*Brano proposto*
Se vuoi la pace, prepara la pace

L’Europa che si riarma guarda alla conservazione del presente. Non è questo il cambiamento che chiedono i nostri giovani
«Si vis pacem, para bellum»: lo dicono e lo ripetono anche coloro che in latino non saprebbero declinare «Rosa, rosae» ma credono che faccia tanto chic ripetere all’infinito un concetto di per sé storicamente sbagliato ma oggi improponibile, visto che ai tempi dei romani non esisteva l’arma atomica e nemmeno le bombe o i carri armati. Questa precisazione non serve a nobilitare la guerra, mai, in nessuna epoca, ma a rendere evidente ciò che sosteneva Einstein, ossia che dopo la Terza guerra mondiale la Quarta, ammesso che dovesse rimanere qualche essere umano sulla Terra, si combatterebbe con pietre e bastoni, in quanto gli ordigni nucleari provocherebbero un livello di distruzione tale che non esisterebbe più nulla.
E allora, pensiamo che sia opportuno introdurre questa riflessione sull’Europa contemporanea citando una frase di Maria Montessori: «Tutti parlano di pace ma nessuno educa alla pace. A questo mondo, si educa per la competizione, e la competizione è l’inizio di ogni guerra. Quando si educherà per la cooperazione e per offrirci l’un l’altro solidarietà, quel giorno si starà educando per la pace».
I prossimi decenni
Spiace dirlo, ma non è alla pace che stiamo educando le nuove generazioni. E anche la crisi dei rapporti umani, da cui discendono la crisi delle relazioni e dei matrimoni e il conseguente crollo demografico, derivano da qui. Come potrebbe, del resto, parlare di pace, pensare in termini di pace e, soprattutto, agire secondo logiche di pace una generazione cresciuta in un tempo di guerra, la cui parola d’ordine è «riarmo»?
Senza voler minimamente polemizzare con nessuno, basta dare un’occhiata ai promotori della piazza per l’Europa che ha avuto luogo sabato scorso a Roma per rendersi conto che essa non guardava al futuro. Puntava a difendere il presente, a tenere alta la bandiera della civiltà contro la barbarie arrembante, a favorire l’arrocco di chi sente di aver molto da perdere ma non era rivolta al domani.
Ottocento miliardi di euro spesi in armi, d’altronde, possono servire al massimo a difendere, o a illudersi di difendere, case, pensioni e rendite di posizione di chi ha già raggiunto gli obiettivi che possono indurre ciascuna e ciascuno di noi a sentirsi soddisfatto della propria vita, non certo a favorire l’ascesa delle nuove generazioni.
Se davvero si volesse pensare ai prossimi decenni anziché ai prossimi mesi, quella cifra considerevole andrebbe investita in scuola, università e ricerca, infrastrutture e trasporti, ambiente, tutela del paesaggio e del territorio, lavoro e sgravi fiscali alle imprese per favorire un’occupazione di qualità e caratterizzata da adeguate tutele; se poi ci si volesse occupare anche degli anziani, ne andrebbe spesa una parte per la sanità e per abbassare il costo del bollette, così da rendere possibile cucinare e riscaldarsi anche alle categorie più in sofferenza, a cominciare dai pensionati; invece armi, armi e ancora armi, derogando a tutto.

*Record del dataset*
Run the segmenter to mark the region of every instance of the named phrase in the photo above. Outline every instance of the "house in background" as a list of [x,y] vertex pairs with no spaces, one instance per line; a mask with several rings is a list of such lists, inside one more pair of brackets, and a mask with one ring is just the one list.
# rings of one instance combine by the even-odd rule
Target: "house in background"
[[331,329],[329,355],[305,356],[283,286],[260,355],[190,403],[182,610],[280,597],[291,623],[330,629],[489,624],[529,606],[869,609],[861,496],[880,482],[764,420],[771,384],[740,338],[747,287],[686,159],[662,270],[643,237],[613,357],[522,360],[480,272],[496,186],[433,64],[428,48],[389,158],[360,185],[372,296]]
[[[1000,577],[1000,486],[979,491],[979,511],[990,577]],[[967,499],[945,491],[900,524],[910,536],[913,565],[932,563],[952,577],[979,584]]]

*Esercizio*
Trascrivi senza modifiche la parte dell'articolo sulla pace e sul riarmo che comincia con "L’Europa che si" e prosegue fino a "esisterebbe più nulla.". I record non sono necessari.

*Risposta corretta*
L’Europa che si riarma guarda alla conservazione del presente. Non è questo il cambiamento che chiedono i nostri giovani
«Si vis pacem, para bellum»: lo dicono e lo ripetono anche coloro che in latino non saprebbero declinare «Rosa, rosae» ma credono che faccia tanto chic ripetere all’infinito un concetto di per sé storicamente sbagliato ma oggi improponibile, visto che ai tempi dei romani non esisteva l’arma atomica e nemmeno le bombe o i carri armati. Questa precisazione non serve a nobilitare la guerra, mai, in nessuna epoca, ma a rendere evidente ciò che sosteneva Einstein, ossia che dopo la Terza guerra mondiale la Quarta, ammesso che dovesse rimanere qualche essere umano sulla Terra, si combatterebbe con pietre e bastoni, in quanto gli ordigni nucleari provocherebbero un livello di distruzione tale che non esisterebbe più nulla.